Data provided →
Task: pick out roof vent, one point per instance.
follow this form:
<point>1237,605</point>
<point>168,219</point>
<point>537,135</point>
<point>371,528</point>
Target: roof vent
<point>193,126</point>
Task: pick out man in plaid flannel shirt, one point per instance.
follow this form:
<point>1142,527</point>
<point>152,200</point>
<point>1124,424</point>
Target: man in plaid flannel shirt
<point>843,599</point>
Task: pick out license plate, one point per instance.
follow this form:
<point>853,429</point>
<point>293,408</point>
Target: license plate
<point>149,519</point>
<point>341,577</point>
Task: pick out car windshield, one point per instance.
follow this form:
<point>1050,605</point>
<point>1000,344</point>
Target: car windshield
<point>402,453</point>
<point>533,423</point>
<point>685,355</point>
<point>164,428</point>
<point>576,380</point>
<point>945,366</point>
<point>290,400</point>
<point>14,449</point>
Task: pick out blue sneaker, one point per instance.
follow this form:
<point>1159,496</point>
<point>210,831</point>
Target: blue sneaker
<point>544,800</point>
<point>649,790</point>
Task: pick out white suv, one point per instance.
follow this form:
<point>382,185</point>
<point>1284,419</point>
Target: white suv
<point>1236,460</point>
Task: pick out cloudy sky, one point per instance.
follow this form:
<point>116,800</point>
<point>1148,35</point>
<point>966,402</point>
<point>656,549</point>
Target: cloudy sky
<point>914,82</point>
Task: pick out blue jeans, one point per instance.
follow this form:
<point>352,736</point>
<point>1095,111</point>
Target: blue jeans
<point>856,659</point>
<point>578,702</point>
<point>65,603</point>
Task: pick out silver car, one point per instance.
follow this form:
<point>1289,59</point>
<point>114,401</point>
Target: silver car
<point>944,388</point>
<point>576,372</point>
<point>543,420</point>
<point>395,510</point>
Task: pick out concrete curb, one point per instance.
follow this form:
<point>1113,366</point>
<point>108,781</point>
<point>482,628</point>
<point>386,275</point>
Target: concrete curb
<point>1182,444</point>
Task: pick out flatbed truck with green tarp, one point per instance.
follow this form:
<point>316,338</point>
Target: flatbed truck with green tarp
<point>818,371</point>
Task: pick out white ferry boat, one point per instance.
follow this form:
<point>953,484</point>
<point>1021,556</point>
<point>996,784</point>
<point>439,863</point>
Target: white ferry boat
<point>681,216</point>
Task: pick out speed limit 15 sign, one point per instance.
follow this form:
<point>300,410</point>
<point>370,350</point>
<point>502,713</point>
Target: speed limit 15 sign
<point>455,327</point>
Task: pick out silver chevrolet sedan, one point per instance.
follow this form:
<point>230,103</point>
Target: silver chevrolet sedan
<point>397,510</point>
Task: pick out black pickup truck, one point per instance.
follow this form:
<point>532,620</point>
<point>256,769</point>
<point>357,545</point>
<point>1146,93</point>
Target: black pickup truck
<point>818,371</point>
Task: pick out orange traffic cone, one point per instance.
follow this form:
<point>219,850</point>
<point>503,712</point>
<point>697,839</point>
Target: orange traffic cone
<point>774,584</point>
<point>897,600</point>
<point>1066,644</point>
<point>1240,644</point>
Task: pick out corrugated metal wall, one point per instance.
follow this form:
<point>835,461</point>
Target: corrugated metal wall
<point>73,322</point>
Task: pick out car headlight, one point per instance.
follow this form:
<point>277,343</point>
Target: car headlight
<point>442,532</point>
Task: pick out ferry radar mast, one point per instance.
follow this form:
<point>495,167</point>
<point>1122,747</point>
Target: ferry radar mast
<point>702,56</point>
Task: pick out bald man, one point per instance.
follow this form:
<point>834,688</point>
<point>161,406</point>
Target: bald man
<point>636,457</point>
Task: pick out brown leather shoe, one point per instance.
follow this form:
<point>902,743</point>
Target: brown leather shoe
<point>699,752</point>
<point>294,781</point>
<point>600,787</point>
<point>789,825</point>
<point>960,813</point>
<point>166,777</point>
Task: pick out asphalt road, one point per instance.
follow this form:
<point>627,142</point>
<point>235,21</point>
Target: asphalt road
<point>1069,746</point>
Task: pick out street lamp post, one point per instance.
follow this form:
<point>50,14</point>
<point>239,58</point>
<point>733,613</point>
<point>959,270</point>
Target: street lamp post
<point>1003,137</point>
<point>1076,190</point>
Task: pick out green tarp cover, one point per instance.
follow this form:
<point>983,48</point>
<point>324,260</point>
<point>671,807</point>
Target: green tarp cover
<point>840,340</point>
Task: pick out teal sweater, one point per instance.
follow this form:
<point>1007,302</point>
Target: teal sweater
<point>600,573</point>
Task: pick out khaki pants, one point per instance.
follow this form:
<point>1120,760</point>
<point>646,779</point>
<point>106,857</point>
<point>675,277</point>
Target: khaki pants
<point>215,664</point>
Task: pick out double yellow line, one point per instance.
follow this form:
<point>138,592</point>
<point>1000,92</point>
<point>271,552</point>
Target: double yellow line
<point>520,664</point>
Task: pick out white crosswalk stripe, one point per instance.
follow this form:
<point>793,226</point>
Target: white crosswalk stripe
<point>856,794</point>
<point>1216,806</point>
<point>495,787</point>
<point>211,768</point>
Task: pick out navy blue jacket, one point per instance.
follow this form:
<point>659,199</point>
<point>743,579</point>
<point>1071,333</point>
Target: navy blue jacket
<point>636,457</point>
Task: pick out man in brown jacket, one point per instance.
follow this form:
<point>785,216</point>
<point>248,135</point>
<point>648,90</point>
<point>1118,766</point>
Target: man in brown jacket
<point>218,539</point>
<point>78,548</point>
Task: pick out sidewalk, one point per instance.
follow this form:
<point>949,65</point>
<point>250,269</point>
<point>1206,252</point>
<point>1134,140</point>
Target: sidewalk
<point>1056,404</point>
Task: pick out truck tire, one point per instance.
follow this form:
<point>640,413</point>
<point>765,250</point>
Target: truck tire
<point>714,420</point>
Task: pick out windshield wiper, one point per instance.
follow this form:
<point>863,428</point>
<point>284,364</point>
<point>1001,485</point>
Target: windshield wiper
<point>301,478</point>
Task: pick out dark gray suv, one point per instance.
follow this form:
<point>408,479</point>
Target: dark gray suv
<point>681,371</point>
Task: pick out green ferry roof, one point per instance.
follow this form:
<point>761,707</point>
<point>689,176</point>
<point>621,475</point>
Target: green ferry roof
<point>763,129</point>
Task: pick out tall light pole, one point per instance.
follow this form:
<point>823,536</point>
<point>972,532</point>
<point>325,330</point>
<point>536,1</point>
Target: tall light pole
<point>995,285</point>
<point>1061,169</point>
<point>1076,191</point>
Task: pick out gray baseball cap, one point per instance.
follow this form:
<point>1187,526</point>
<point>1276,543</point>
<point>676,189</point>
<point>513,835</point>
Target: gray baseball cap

Given request → Reproduce all of the rows above word for word, with every line unchanged and in its original order.

Response to this task →
Task: pick out roof vent, one point per instance.
follow this form:
<point>1237,605</point>
<point>168,219</point>
<point>537,135</point>
<point>371,528</point>
Target: roof vent
<point>193,126</point>
Task: pick out man in plaid flannel shirt, one point per instance.
follow this form:
<point>1142,527</point>
<point>152,200</point>
<point>1124,424</point>
Target: man in plaid flannel shirt
<point>843,599</point>
Task: pick out license plate, one point per instance.
follow this form:
<point>853,429</point>
<point>293,408</point>
Target: license plate
<point>149,519</point>
<point>341,577</point>
Task: pick out car windshield, one point per instance.
follow this form:
<point>1050,605</point>
<point>1000,344</point>
Target: car windshield
<point>402,453</point>
<point>533,423</point>
<point>685,355</point>
<point>164,428</point>
<point>576,380</point>
<point>945,366</point>
<point>290,400</point>
<point>14,449</point>
Task: pick out blue sneaker, one point per instance.
follow this form:
<point>1159,496</point>
<point>210,831</point>
Target: blue sneaker
<point>544,800</point>
<point>649,790</point>
Task: pick out white suv, one point per instance.
follow this form:
<point>382,185</point>
<point>1284,419</point>
Target: white suv
<point>1236,460</point>
Task: pick out cloudy sky, one point per instance.
follow this form:
<point>116,800</point>
<point>1148,35</point>
<point>966,402</point>
<point>656,549</point>
Target: cloudy sky
<point>914,82</point>
Task: pick out blue jeans, one point per instance.
follow this form:
<point>352,736</point>
<point>1095,111</point>
Target: blue jeans
<point>856,659</point>
<point>578,702</point>
<point>65,603</point>
Task: pick out silver car, one point per instance.
follow this form:
<point>1289,59</point>
<point>114,401</point>
Target: silver car
<point>944,388</point>
<point>576,372</point>
<point>543,420</point>
<point>395,510</point>
Task: pick out concrete curb, one point per instance.
follow this form:
<point>1113,366</point>
<point>108,781</point>
<point>482,628</point>
<point>386,275</point>
Target: concrete curb
<point>1182,444</point>
Task: pick out flatbed truck with green tarp, one point per instance.
follow this form:
<point>316,338</point>
Target: flatbed truck with green tarp
<point>818,371</point>
Task: pick out white ferry boat, one point per instance.
follow this form:
<point>953,484</point>
<point>1021,556</point>
<point>996,784</point>
<point>439,863</point>
Target: white ferry boat
<point>681,216</point>
Task: pick out speed limit 15 sign, one point per instance.
follow this form:
<point>300,410</point>
<point>370,350</point>
<point>502,713</point>
Target: speed limit 15 sign
<point>455,327</point>
Task: pick out silver chevrolet sedan, one point per instance.
follow this form:
<point>230,103</point>
Target: silver chevrolet sedan
<point>397,510</point>
Task: pick out black pickup truck, one point per instance.
follow this form:
<point>532,620</point>
<point>256,769</point>
<point>357,545</point>
<point>1146,93</point>
Target: black pickup truck
<point>818,371</point>
Task: pick out orange traffic cone, one point per instance.
follow this form:
<point>219,850</point>
<point>503,712</point>
<point>697,839</point>
Target: orange traffic cone
<point>774,584</point>
<point>897,600</point>
<point>1066,644</point>
<point>1240,644</point>
Task: pick out corrugated metal wall, one point per instance.
follow this form:
<point>835,461</point>
Target: corrugated metal wall
<point>73,322</point>
Task: pick out car headlight, one point per instance.
follow this form:
<point>277,343</point>
Target: car headlight
<point>442,532</point>
Task: pick out ferry radar mast, one point per instance.
follow this form:
<point>495,167</point>
<point>1122,747</point>
Target: ferry radar mast
<point>702,56</point>
Task: pick out bald man, one point per instance.
follow this form:
<point>834,688</point>
<point>161,406</point>
Target: bald man
<point>636,457</point>
Task: pick out brown leather shoe, one point per instance.
follow this form:
<point>902,743</point>
Target: brown leather shoe
<point>699,752</point>
<point>294,781</point>
<point>600,787</point>
<point>789,825</point>
<point>960,813</point>
<point>166,777</point>
Task: pick out asphalt road, one point per instance.
follow this form:
<point>627,142</point>
<point>235,21</point>
Target: asphalt road
<point>1069,746</point>
Task: pick out street lamp post, one point per instance.
follow this form:
<point>50,14</point>
<point>239,58</point>
<point>733,613</point>
<point>959,270</point>
Target: street lamp post
<point>1003,137</point>
<point>1076,190</point>
Task: pick out green tarp cover, one point per instance.
follow this form:
<point>983,48</point>
<point>324,260</point>
<point>671,807</point>
Target: green tarp cover
<point>840,340</point>
Task: pick out teal sweater, one point per instance.
follow this form:
<point>1007,302</point>
Target: teal sweater
<point>600,573</point>
Task: pick out khaki pants, one point per instance.
follow this form:
<point>1120,760</point>
<point>646,779</point>
<point>106,857</point>
<point>675,277</point>
Target: khaki pants
<point>215,664</point>
Task: pick out double yellow line, one point per instance.
follow this form:
<point>138,592</point>
<point>1000,92</point>
<point>271,552</point>
Target: double yellow line
<point>520,664</point>
Task: pick out white crosswalk stripe, one point per instance.
follow this form:
<point>793,226</point>
Target: white crosswalk stripe
<point>856,794</point>
<point>1216,806</point>
<point>495,787</point>
<point>211,768</point>
Task: pick out navy blue jacket, one point per instance.
follow this form:
<point>659,199</point>
<point>743,579</point>
<point>1071,333</point>
Target: navy blue jacket
<point>636,457</point>
Task: pick out man in brown jacket, one point per instance.
follow this form:
<point>785,216</point>
<point>248,135</point>
<point>648,90</point>
<point>1118,766</point>
Target: man in brown jacket
<point>218,539</point>
<point>78,548</point>
Task: pick out sidewalk, one point per instance.
follow this form:
<point>949,65</point>
<point>250,269</point>
<point>1206,252</point>
<point>1134,140</point>
Target: sidewalk
<point>1056,404</point>
Task: pick out truck tire, one point per instance.
follow this form:
<point>640,413</point>
<point>765,250</point>
Target: truck tire
<point>714,420</point>
Task: pick out windshield wiper, one point per instance.
follow this form:
<point>863,428</point>
<point>284,364</point>
<point>1001,485</point>
Target: windshield wiper
<point>301,478</point>
Task: pick out dark gray suv, one point per instance.
follow this form:
<point>408,479</point>
Target: dark gray suv
<point>681,371</point>
Task: pick out green ferry roof, one point per instance.
follow this form:
<point>761,707</point>
<point>689,176</point>
<point>621,475</point>
Target: green ferry roof
<point>763,129</point>
Task: pick out tall light pole, one point per instance.
follow this form:
<point>823,536</point>
<point>972,532</point>
<point>325,330</point>
<point>536,1</point>
Target: tall light pole
<point>995,285</point>
<point>1061,169</point>
<point>1076,191</point>
Task: pick out gray baseball cap, one point per instance.
follow this form:
<point>1187,526</point>
<point>1276,543</point>
<point>676,189</point>
<point>513,835</point>
Target: gray baseball cap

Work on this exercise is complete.